***** WORKING DATA *****
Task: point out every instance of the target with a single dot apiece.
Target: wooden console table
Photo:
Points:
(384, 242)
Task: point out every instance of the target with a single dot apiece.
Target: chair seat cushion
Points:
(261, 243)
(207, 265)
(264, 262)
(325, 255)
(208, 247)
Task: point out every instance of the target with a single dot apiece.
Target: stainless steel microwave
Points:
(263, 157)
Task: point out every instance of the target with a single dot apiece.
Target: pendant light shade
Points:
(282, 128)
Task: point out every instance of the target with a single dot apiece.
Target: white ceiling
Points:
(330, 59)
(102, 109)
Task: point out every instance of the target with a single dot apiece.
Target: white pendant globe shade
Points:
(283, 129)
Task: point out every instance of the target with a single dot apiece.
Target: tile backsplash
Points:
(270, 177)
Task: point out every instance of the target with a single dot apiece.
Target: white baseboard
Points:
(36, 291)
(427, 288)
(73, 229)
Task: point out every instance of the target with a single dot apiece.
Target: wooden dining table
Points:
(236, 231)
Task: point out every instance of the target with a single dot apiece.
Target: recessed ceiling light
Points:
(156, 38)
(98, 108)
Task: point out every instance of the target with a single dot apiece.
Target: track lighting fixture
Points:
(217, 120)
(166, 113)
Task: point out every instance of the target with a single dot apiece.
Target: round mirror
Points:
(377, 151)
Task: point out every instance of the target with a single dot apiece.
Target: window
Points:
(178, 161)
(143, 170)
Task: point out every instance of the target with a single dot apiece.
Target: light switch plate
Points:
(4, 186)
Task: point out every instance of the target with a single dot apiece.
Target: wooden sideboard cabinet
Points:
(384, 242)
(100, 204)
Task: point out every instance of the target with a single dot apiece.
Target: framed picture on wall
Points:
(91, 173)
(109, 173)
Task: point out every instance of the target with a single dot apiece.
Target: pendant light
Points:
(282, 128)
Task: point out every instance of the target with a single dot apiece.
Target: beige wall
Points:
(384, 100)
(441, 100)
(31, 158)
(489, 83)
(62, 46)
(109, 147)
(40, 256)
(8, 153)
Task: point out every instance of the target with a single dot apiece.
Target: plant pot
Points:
*****
● **WORK TO COMPLETE**:
Among the lines above, find those containing the word "white" and copy each.

● **OUTPUT OF THE TASK**:
Target: white ceiling
Target: white pendant globe shade
Target: white baseboard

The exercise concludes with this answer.